--- Data provided ---

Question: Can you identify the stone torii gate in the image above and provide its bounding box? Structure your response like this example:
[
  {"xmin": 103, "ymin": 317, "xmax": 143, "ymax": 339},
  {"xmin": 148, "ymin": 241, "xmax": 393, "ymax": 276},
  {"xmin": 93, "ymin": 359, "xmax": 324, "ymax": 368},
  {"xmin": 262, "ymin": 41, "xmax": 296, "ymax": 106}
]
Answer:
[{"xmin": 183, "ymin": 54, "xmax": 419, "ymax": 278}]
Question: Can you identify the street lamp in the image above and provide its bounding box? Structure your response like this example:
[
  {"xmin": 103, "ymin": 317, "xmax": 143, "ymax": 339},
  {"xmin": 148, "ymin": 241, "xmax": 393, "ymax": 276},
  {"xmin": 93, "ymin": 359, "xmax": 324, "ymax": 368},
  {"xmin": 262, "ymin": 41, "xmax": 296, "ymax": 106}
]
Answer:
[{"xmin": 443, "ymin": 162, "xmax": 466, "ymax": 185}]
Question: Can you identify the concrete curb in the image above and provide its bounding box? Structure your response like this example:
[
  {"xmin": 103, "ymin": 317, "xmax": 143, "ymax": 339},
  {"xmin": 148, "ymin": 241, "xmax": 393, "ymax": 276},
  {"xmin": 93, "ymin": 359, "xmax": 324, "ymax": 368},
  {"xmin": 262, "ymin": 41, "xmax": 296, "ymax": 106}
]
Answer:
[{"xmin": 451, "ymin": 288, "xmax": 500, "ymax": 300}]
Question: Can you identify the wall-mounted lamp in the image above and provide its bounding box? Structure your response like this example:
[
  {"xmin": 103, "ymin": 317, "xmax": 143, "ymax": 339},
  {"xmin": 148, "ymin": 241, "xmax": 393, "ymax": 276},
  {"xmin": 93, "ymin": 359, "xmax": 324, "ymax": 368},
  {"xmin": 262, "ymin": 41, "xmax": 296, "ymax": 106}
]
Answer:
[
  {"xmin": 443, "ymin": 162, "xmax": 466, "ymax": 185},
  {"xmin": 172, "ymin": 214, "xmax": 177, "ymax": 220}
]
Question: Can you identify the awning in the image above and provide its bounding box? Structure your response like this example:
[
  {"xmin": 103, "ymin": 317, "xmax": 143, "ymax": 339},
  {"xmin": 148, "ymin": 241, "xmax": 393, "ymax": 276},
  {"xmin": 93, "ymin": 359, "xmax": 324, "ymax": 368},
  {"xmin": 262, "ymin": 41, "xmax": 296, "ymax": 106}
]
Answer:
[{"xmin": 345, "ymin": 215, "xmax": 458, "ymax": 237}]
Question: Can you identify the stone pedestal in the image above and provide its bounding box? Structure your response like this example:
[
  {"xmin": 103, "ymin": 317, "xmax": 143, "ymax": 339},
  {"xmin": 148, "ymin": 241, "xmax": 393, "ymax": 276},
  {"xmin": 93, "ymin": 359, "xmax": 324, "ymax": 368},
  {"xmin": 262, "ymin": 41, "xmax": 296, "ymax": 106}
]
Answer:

---

Directions
Every line in the entries above that mentions the word "stone" must be shown.

Response to the exercise
Question: Can you identify the stone torii gate in the image above and provide its bounding box? Structure your response like this example:
Question: Can you identify the stone pedestal in the image above and provide its bounding box? Structure your response like this example:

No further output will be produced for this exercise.